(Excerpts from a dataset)
+++++
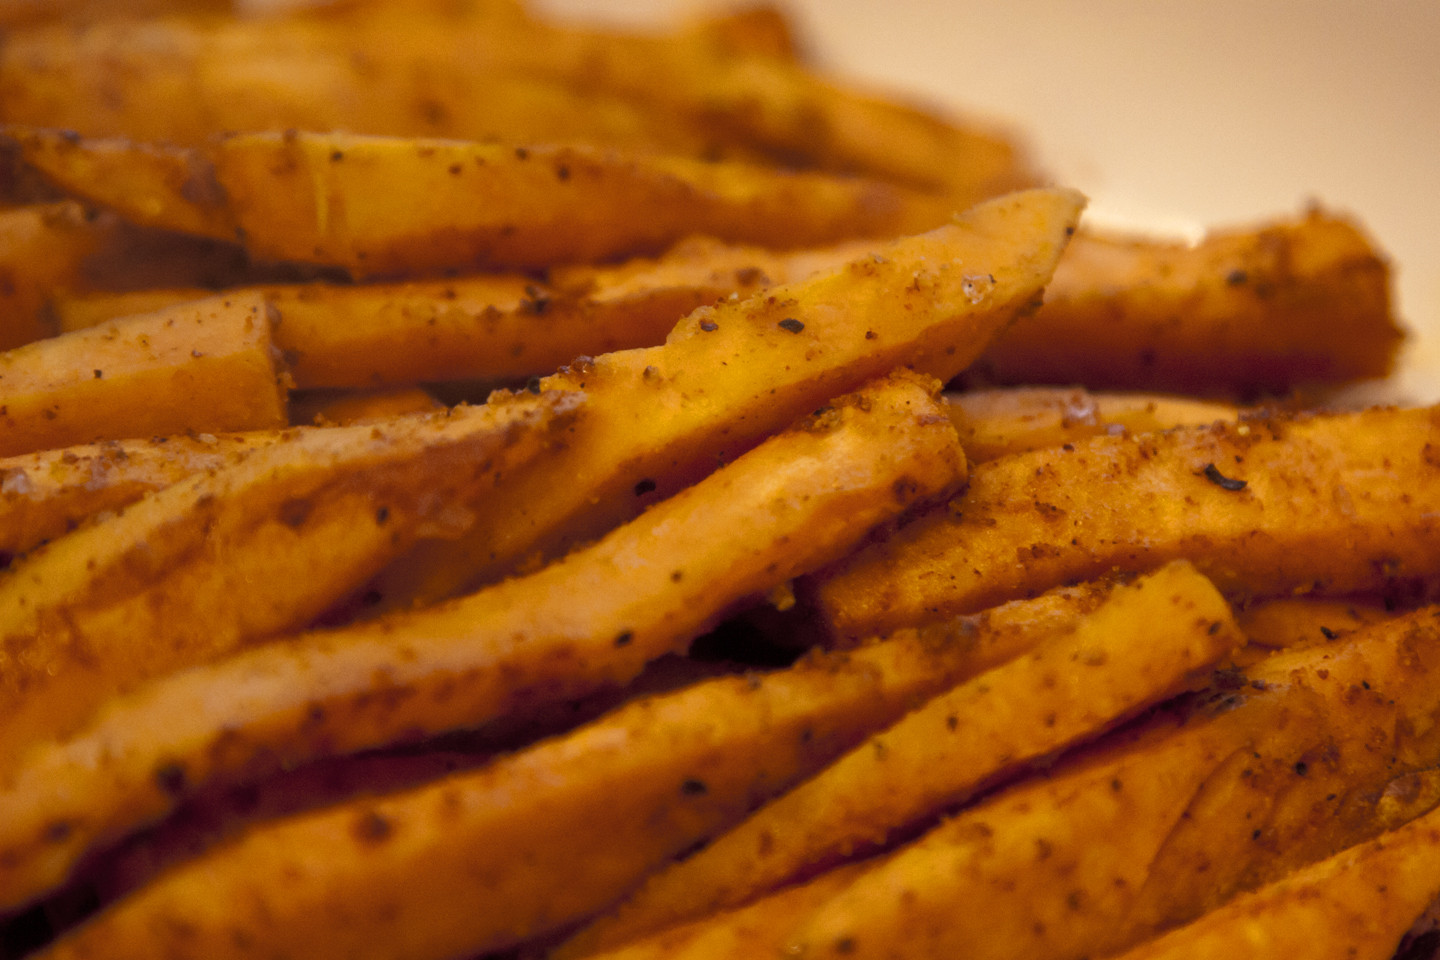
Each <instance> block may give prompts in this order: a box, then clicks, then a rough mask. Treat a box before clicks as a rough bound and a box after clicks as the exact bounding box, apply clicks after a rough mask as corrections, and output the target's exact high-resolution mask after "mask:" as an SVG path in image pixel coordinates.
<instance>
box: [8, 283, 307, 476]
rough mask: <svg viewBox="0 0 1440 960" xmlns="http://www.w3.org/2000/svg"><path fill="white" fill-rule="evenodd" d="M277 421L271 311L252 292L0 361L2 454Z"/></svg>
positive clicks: (18, 355) (225, 429)
mask: <svg viewBox="0 0 1440 960" xmlns="http://www.w3.org/2000/svg"><path fill="white" fill-rule="evenodd" d="M285 423H287V417H285V389H284V384H282V383H281V377H279V371H278V370H276V367H275V356H274V350H272V341H271V314H269V309H268V307H266V304H265V301H264V298H261V296H259V295H258V294H246V295H238V296H215V298H210V299H206V301H199V302H193V304H180V305H177V307H173V308H170V309H166V311H160V312H156V314H143V315H138V317H122V318H120V320H114V321H109V322H107V324H101V325H99V327H92V328H91V330H82V331H76V332H72V334H65V335H62V337H49V338H46V340H39V341H35V343H32V344H26V345H23V347H16V348H14V350H10V351H6V353H3V354H0V456H12V455H16V453H27V452H30V450H42V449H49V448H56V446H71V445H73V443H91V442H95V440H109V439H118V438H134V436H156V435H161V436H163V435H168V433H184V432H187V430H194V432H223V430H258V429H268V427H279V426H285Z"/></svg>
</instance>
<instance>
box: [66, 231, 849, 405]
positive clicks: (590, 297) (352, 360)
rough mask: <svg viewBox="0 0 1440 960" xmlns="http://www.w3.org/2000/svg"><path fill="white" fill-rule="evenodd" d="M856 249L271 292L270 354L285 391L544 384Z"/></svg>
mask: <svg viewBox="0 0 1440 960" xmlns="http://www.w3.org/2000/svg"><path fill="white" fill-rule="evenodd" d="M867 252H868V250H867V249H865V248H863V246H860V245H855V243H850V245H844V246H837V248H827V249H819V250H802V252H796V253H791V255H786V253H772V252H768V250H762V249H759V248H746V246H733V245H724V243H719V242H716V240H704V239H693V240H690V242H684V243H681V245H678V246H677V248H675V249H672V250H670V252H667V253H665V255H664V256H661V258H660V259H655V261H649V259H642V261H636V262H629V263H624V265H621V266H602V268H593V266H582V268H567V269H559V271H553V272H552V276H550V278H549V281H547V282H544V284H541V282H537V281H536V279H534V278H531V276H526V275H481V276H468V278H456V279H452V281H442V282H441V281H438V282H415V284H374V285H360V286H354V285H325V284H304V285H271V286H264V288H261V289H259V292H262V294H264V295H265V298H266V299H268V301H269V302H272V304H274V305H275V307H276V308H278V309H279V311H281V314H282V317H284V322H281V324H279V325H278V327H276V328H275V343H276V345H278V347H279V348H281V350H282V351H284V354H285V360H287V367H288V370H289V374H291V376H292V377H294V380H295V386H298V387H372V386H376V384H406V383H420V381H438V380H471V379H475V380H492V381H504V380H507V379H508V380H513V379H524V377H528V376H540V374H547V373H553V371H554V370H557V368H559V367H560V366H563V364H566V363H569V361H570V360H573V358H575V357H582V356H596V354H602V353H611V351H615V350H628V348H634V347H651V345H654V344H658V343H662V341H664V340H665V334H667V332H670V330H671V328H672V327H674V325H675V320H677V318H680V317H684V315H685V314H688V312H690V311H693V309H696V308H698V307H703V305H706V304H713V302H714V301H717V299H720V298H723V296H729V295H732V294H734V295H740V296H749V295H752V294H755V292H756V291H759V289H762V288H763V286H770V285H773V284H786V282H792V281H799V279H804V278H805V276H809V275H811V273H814V272H816V271H819V269H827V268H828V269H834V268H837V266H840V265H842V263H845V262H847V261H850V259H854V258H857V256H861V255H864V253H867ZM196 295H199V294H197V291H193V289H177V291H168V292H167V291H138V292H131V294H92V295H85V296H71V298H60V299H59V301H58V302H56V304H55V314H56V318H58V321H59V325H60V328H62V330H73V328H79V327H88V325H91V324H94V322H98V321H101V320H108V318H112V317H120V315H124V314H128V312H140V311H141V309H145V308H151V305H154V304H156V301H157V298H174V299H176V301H183V299H186V298H193V296H196Z"/></svg>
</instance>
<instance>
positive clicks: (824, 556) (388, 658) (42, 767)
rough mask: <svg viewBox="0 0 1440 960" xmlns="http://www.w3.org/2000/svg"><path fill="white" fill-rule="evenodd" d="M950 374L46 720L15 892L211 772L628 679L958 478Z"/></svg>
mask: <svg viewBox="0 0 1440 960" xmlns="http://www.w3.org/2000/svg"><path fill="white" fill-rule="evenodd" d="M937 387H939V384H936V383H933V381H929V383H927V381H926V380H924V379H922V377H917V376H916V374H896V377H893V379H891V380H887V381H881V383H878V384H876V386H874V387H873V389H868V390H865V391H863V393H860V394H857V396H852V397H847V399H841V400H837V402H835V404H834V406H831V407H827V409H825V410H821V412H818V413H815V415H814V416H811V417H806V419H805V420H804V422H802V423H799V425H798V426H795V427H793V429H792V430H789V432H786V433H782V435H780V436H776V438H773V439H770V440H768V442H766V443H763V445H760V446H759V448H756V449H755V450H752V452H749V453H746V455H744V456H742V458H739V459H737V461H734V462H733V463H730V465H729V466H726V468H723V469H721V471H719V472H717V474H713V475H711V476H710V478H707V479H706V481H703V482H700V484H698V485H696V486H691V488H688V489H685V491H683V492H681V494H678V495H675V497H674V498H671V499H667V501H664V502H661V504H657V505H655V507H652V508H651V510H649V511H647V512H645V514H642V515H641V517H638V518H636V520H635V521H634V522H631V524H628V525H625V527H621V528H618V530H616V531H613V533H612V534H609V535H608V537H605V538H603V540H600V541H598V543H596V544H593V545H590V547H586V548H582V550H579V551H576V553H572V554H570V556H567V557H566V558H563V560H560V561H557V563H554V564H552V566H549V567H546V569H543V570H540V571H537V573H533V574H530V576H527V577H516V579H511V580H507V581H504V583H500V584H495V586H492V587H490V589H487V590H481V592H480V593H475V594H472V596H468V597H464V599H461V600H458V602H455V603H451V604H446V606H441V607H431V609H425V610H418V612H415V613H410V615H406V616H393V617H389V619H382V620H377V622H373V623H369V625H359V626H350V628H340V629H333V630H323V632H317V633H308V635H301V636H295V638H291V639H288V640H285V642H272V643H269V645H265V646H262V648H259V649H255V651H251V652H248V653H243V655H239V656H235V658H230V659H217V661H215V662H212V664H209V665H204V666H197V668H194V669H190V671H186V672H176V674H171V675H170V676H167V678H164V679H160V681H157V682H154V684H151V685H148V687H147V688H141V689H138V691H135V692H134V694H132V695H130V697H122V698H115V699H112V701H111V702H109V704H108V705H107V707H105V710H104V711H102V712H99V714H98V715H96V717H95V723H94V725H91V727H89V728H86V730H84V731H79V733H78V734H76V735H75V737H73V738H63V734H65V733H66V731H65V730H52V731H50V733H52V735H50V737H48V738H46V737H36V735H35V734H36V731H35V730H33V727H35V724H32V730H30V731H29V733H30V734H32V737H33V738H35V740H48V741H46V743H39V744H36V746H33V748H32V751H30V754H29V761H27V763H26V764H24V766H23V767H22V769H20V770H12V773H13V776H12V777H9V779H0V784H3V792H0V807H3V809H4V813H3V816H0V825H3V826H0V833H3V836H4V839H3V842H0V848H3V851H4V852H3V853H0V904H4V905H14V904H16V902H23V901H24V900H27V898H29V897H33V895H35V894H37V892H39V891H42V889H45V888H46V887H48V885H52V884H55V882H58V881H59V879H60V878H62V877H63V875H65V872H66V871H68V869H69V868H71V866H72V865H73V862H75V859H76V858H78V856H79V855H81V853H82V852H85V849H86V848H88V846H89V845H91V843H94V842H98V841H107V839H114V838H115V836H117V835H118V833H121V832H124V830H127V829H132V828H134V826H137V825H138V823H144V822H147V820H150V819H153V818H156V816H160V815H163V813H164V812H166V810H168V809H170V807H173V806H174V803H176V800H177V799H179V796H180V794H183V793H186V792H187V790H192V789H194V787H196V786H199V784H202V783H206V782H210V780H215V779H219V780H222V782H223V780H226V779H232V777H236V776H240V774H249V776H256V774H258V773H262V771H265V770H268V769H272V767H274V766H275V764H276V763H279V764H295V763H301V761H305V760H310V759H314V757H317V756H325V754H330V753H336V751H353V750H363V748H367V747H379V746H384V744H387V743H392V741H395V740H397V738H413V737H416V735H419V734H438V733H444V731H448V730H454V728H456V727H468V725H475V724H481V723H485V721H490V720H495V718H500V717H504V715H524V714H527V712H528V711H533V710H536V708H539V707H543V705H547V704H552V702H554V701H562V699H567V698H573V697H580V695H585V694H589V692H592V691H595V689H600V688H605V687H608V685H612V684H624V682H628V681H629V679H631V678H634V676H635V675H636V674H638V672H639V671H641V668H642V666H644V665H645V664H647V662H649V661H652V659H655V658H658V656H661V655H664V653H668V652H680V651H683V649H684V648H685V646H687V645H688V642H690V640H691V639H693V638H694V636H696V635H697V633H700V632H701V630H703V629H704V628H707V626H710V625H713V623H716V622H717V620H719V619H720V616H721V615H723V613H726V612H727V610H729V609H730V607H732V606H733V604H736V603H737V602H742V600H744V599H747V597H755V596H756V594H763V593H765V592H768V590H770V589H773V587H778V586H779V584H783V583H785V581H786V580H789V579H791V577H793V576H798V574H799V573H804V571H806V570H811V569H814V567H816V566H819V564H822V563H828V561H829V560H832V558H834V557H837V556H840V554H842V553H845V551H847V550H850V548H851V547H852V545H854V544H855V543H857V541H858V540H860V538H863V537H864V535H865V534H867V531H868V530H870V528H871V527H874V525H876V524H880V522H883V521H886V520H888V518H891V517H894V515H896V514H899V512H900V511H903V510H904V508H906V507H909V505H910V504H912V502H914V501H916V499H919V498H932V497H936V495H943V494H945V491H948V489H952V488H953V486H955V485H958V484H959V482H960V481H962V478H963V475H965V463H963V458H962V455H960V453H959V446H958V443H956V442H955V432H953V429H952V427H950V423H949V419H948V417H945V415H943V412H942V409H940V406H939V403H937V402H936V400H935V399H933V397H932V393H933V391H935V390H937ZM547 396H552V394H549V393H547V394H541V397H547ZM927 646H937V648H939V646H943V648H949V649H955V651H956V661H955V665H953V666H952V668H950V669H952V671H953V669H960V668H963V665H965V664H966V662H969V661H972V659H973V658H972V656H968V652H969V646H971V645H969V643H968V642H960V640H958V639H953V638H939V639H935V638H927V636H922V638H910V639H909V640H907V646H906V649H910V651H912V653H910V655H912V656H914V655H916V653H914V651H916V649H926V648H927ZM962 653H965V656H962ZM920 659H923V658H920ZM42 733H45V731H42ZM56 734H58V735H59V737H58V735H56ZM95 757H104V759H105V760H104V761H101V763H95V761H94V759H95ZM160 769H164V770H180V771H181V776H158V774H157V770H160ZM157 787H158V789H157ZM40 794H43V796H46V797H49V799H48V800H39V797H40ZM37 816H39V818H42V819H43V820H45V822H43V823H42V822H40V820H37V819H36V818H37ZM55 822H63V823H65V829H63V830H56V829H55V828H53V825H55Z"/></svg>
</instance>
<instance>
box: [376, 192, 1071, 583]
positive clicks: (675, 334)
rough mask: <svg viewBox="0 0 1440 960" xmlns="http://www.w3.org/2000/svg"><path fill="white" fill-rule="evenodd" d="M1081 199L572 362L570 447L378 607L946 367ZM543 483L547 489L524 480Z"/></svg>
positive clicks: (1003, 323)
mask: <svg viewBox="0 0 1440 960" xmlns="http://www.w3.org/2000/svg"><path fill="white" fill-rule="evenodd" d="M1081 204H1083V199H1081V197H1080V196H1079V194H1076V193H1073V191H1066V190H1054V191H1053V190H1035V191H1027V193H1017V194H1011V196H1009V197H1001V199H999V200H992V201H989V203H984V204H981V206H978V207H975V209H973V210H971V212H969V213H966V214H965V216H962V217H959V219H958V220H956V222H955V223H952V225H949V226H945V227H940V229H937V230H933V232H930V233H927V235H920V236H914V237H904V239H900V240H896V242H893V243H887V245H881V246H877V248H876V253H873V255H865V256H863V258H858V259H855V261H851V262H850V263H847V265H845V266H842V268H840V269H835V271H828V272H822V273H816V275H815V276H812V278H809V279H805V281H799V282H796V284H791V285H783V286H775V288H770V289H769V291H766V292H763V294H757V295H756V296H752V298H750V299H736V301H724V302H720V304H717V305H714V307H706V308H701V309H697V311H696V312H693V314H691V315H690V317H687V318H685V320H683V321H681V322H680V324H678V325H677V327H675V328H674V331H671V334H670V337H668V338H667V341H665V344H664V345H660V347H652V348H648V350H628V351H621V353H613V354H605V356H600V357H596V358H593V360H590V358H585V360H583V361H577V363H575V364H573V366H570V367H569V368H566V370H563V371H562V373H559V374H556V376H553V377H547V379H546V380H544V381H543V384H541V386H544V387H559V389H580V390H585V391H586V396H588V397H589V400H588V404H586V409H588V412H589V413H588V415H586V422H585V425H582V426H580V427H577V430H576V432H575V435H573V436H572V443H570V446H569V448H567V449H566V450H564V452H562V453H560V455H557V456H553V458H549V459H547V461H546V463H543V465H539V466H537V469H536V472H534V474H531V475H530V476H528V478H527V481H526V484H517V485H511V486H508V488H507V489H505V491H501V492H500V499H497V502H495V510H494V514H492V517H494V521H492V522H487V524H482V525H481V527H477V530H475V531H474V534H472V535H469V537H465V538H462V540H458V541H454V543H448V544H435V545H425V547H423V548H422V551H418V553H416V554H412V556H409V557H406V558H405V563H403V564H396V567H393V569H392V571H387V574H386V577H384V580H383V581H380V583H377V584H376V590H377V592H379V593H380V594H382V596H383V597H384V600H386V602H387V603H392V604H403V603H409V602H412V600H413V599H435V597H444V596H449V594H454V593H455V592H458V590H459V589H462V587H464V586H467V584H472V583H484V581H487V580H492V579H495V577H498V576H505V574H507V573H510V571H511V570H514V569H516V564H517V563H528V561H534V560H536V558H541V557H553V556H557V554H559V553H562V551H563V550H564V548H566V547H567V545H569V544H575V543H582V541H585V540H588V538H593V537H598V535H600V534H603V533H605V531H606V530H611V528H612V527H615V525H616V524H621V522H624V521H625V520H628V518H629V517H634V515H635V514H636V512H638V511H639V510H641V508H644V507H645V505H647V504H649V502H654V501H655V499H660V498H661V497H667V495H670V494H671V492H674V491H677V489H680V488H683V486H685V485H688V484H691V482H694V481H696V479H698V478H700V476H704V475H706V474H708V472H710V471H711V469H713V468H714V465H716V463H723V462H727V461H730V459H733V458H736V456H737V455H740V453H742V452H743V450H744V449H747V448H749V446H752V445H753V443H755V442H757V440H759V439H760V438H763V436H768V435H770V433H773V432H776V430H779V429H782V427H783V426H785V425H788V423H789V422H792V420H793V419H795V417H799V416H804V415H805V413H808V412H811V410H815V409H816V407H819V406H821V404H824V403H827V402H828V400H829V399H831V397H832V396H837V394H840V393H845V391H848V390H855V389H858V387H860V386H861V384H863V383H865V381H867V380H870V379H873V377H877V376H883V374H884V373H887V371H890V370H893V368H896V367H900V366H912V367H914V368H916V370H923V371H926V373H930V374H933V376H937V377H939V379H940V380H948V379H950V377H953V376H955V373H956V371H959V370H962V368H963V367H965V366H966V364H968V363H969V361H971V358H973V357H975V354H976V353H978V351H979V350H982V348H984V344H985V343H986V341H988V340H989V338H991V337H992V335H994V334H995V331H996V330H999V328H1002V327H1004V325H1005V324H1008V322H1009V321H1011V320H1012V318H1014V315H1015V314H1017V312H1021V311H1024V309H1028V308H1030V307H1031V305H1032V304H1034V302H1035V299H1037V296H1038V295H1040V291H1041V288H1043V286H1044V282H1045V276H1047V275H1048V271H1050V269H1051V266H1053V265H1054V262H1056V259H1057V258H1058V256H1060V250H1061V249H1063V248H1064V243H1066V236H1067V232H1068V230H1070V229H1073V226H1074V220H1076V217H1077V216H1079V212H1080V207H1081ZM536 489H544V491H546V495H544V497H539V498H537V497H534V495H533V491H536Z"/></svg>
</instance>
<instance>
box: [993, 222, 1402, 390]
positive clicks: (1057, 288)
mask: <svg viewBox="0 0 1440 960" xmlns="http://www.w3.org/2000/svg"><path fill="white" fill-rule="evenodd" d="M1403 341H1404V332H1403V331H1401V330H1400V327H1398V325H1397V322H1395V317H1394V314H1392V311H1391V302H1390V266H1388V263H1387V262H1385V259H1384V256H1381V255H1380V253H1378V252H1377V250H1375V248H1374V246H1372V245H1371V242H1369V240H1368V239H1367V237H1365V236H1364V235H1362V233H1361V230H1359V229H1358V227H1356V226H1355V225H1354V223H1352V222H1349V220H1346V219H1344V217H1339V216H1333V214H1329V213H1326V212H1323V210H1309V212H1308V213H1306V214H1305V216H1303V217H1299V219H1292V220H1280V222H1276V223H1270V225H1266V226H1261V227H1259V229H1254V227H1246V229H1238V230H1223V232H1217V233H1212V235H1210V236H1207V237H1205V239H1204V240H1201V242H1200V243H1198V245H1194V246H1187V245H1184V243H1172V245H1165V243H1158V242H1155V240H1153V239H1149V237H1125V236H1107V235H1102V233H1081V235H1080V236H1077V237H1076V240H1074V243H1071V245H1070V249H1068V250H1067V252H1066V258H1064V259H1063V261H1061V263H1060V266H1057V268H1056V276H1054V281H1053V282H1051V285H1050V286H1048V288H1047V291H1045V307H1044V309H1041V311H1040V312H1037V314H1035V315H1034V317H1030V318H1027V320H1025V321H1024V322H1020V324H1015V327H1014V328H1011V330H1009V331H1007V332H1005V334H1004V335H1002V337H999V338H996V341H995V343H994V344H992V345H991V348H989V350H988V351H986V353H985V356H984V357H982V358H981V360H979V363H978V364H976V371H981V373H984V374H985V376H988V377H991V379H992V380H998V381H1001V383H1061V384H1073V383H1081V384H1084V386H1087V387H1092V389H1099V390H1174V391H1189V393H1204V394H1227V393H1243V394H1244V393H1248V394H1253V393H1257V391H1260V393H1266V391H1269V393H1279V394H1284V393H1286V391H1289V390H1290V389H1293V387H1295V386H1296V384H1306V383H1345V381H1349V380H1362V379H1367V377H1382V376H1385V374H1387V373H1390V368H1391V364H1392V363H1394V360H1395V354H1397V351H1398V348H1400V345H1401V343H1403Z"/></svg>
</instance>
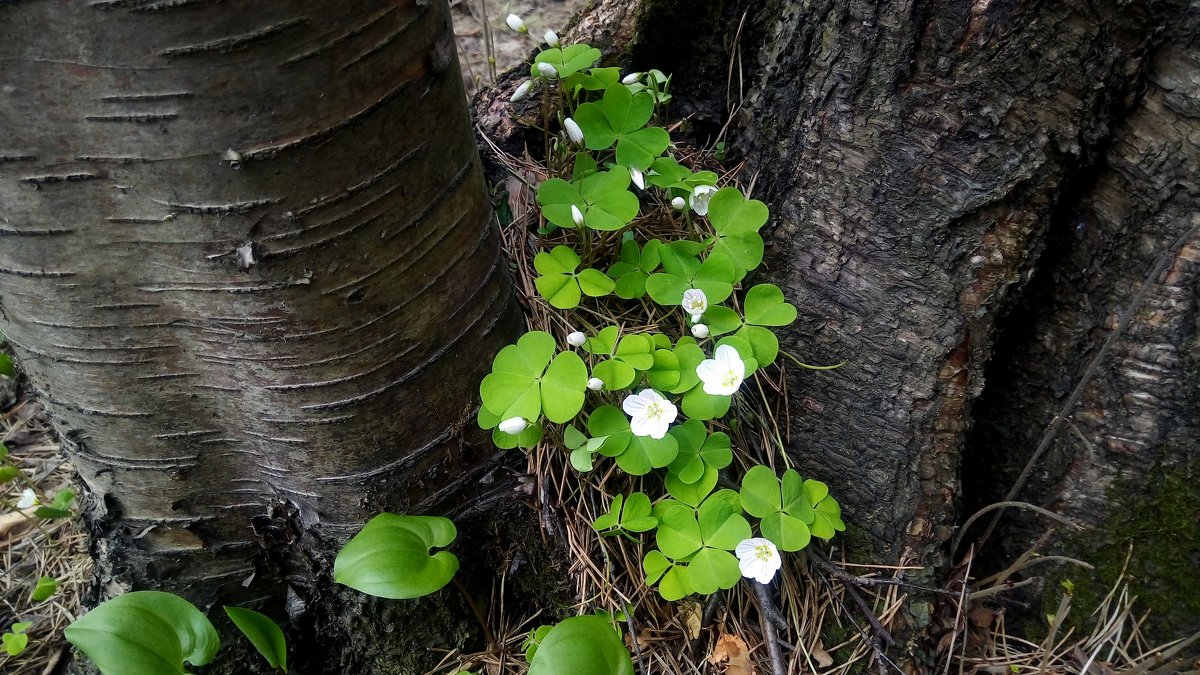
+++++
__WHAT YOU HAVE TO DO__
After locating the line with "box: [376, 192, 1071, 583]" above, return that line and every later line through the one with "199L572 362L570 447L378", word for word and with nothing else.

__TASK SOLUTION__
box: [376, 192, 1071, 583]
positive clicks: (675, 334)
rough mask: <svg viewBox="0 0 1440 960" xmlns="http://www.w3.org/2000/svg"><path fill="white" fill-rule="evenodd" d="M1081 199L572 362L570 447L378 607L946 367ZM543 483L547 489L524 480Z"/></svg>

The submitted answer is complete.